*Given data*:
+++
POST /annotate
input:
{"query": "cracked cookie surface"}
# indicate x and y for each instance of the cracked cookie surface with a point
+++
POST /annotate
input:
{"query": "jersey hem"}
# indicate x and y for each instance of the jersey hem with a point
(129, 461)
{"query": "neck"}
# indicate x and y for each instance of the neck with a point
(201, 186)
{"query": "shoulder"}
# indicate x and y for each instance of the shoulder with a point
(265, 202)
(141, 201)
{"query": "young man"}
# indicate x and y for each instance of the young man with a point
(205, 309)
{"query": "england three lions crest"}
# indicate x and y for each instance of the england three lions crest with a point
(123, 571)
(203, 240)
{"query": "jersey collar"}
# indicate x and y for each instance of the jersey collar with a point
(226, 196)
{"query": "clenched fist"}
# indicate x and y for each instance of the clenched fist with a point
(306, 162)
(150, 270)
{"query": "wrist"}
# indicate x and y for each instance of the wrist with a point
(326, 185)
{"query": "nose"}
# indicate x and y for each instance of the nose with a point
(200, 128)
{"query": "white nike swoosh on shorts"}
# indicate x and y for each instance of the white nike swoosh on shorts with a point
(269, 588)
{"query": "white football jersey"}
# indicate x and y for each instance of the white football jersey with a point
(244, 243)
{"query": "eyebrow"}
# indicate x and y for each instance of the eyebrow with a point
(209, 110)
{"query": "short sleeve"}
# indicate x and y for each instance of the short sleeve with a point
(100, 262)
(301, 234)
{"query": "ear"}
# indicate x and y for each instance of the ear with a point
+++
*Directive*: Extract each line from the records that contains the string "young". Matching is case-sensitive.

*Answer in full*:
{"query": "young man"}
# indicate x and y for each instance of the young man with a point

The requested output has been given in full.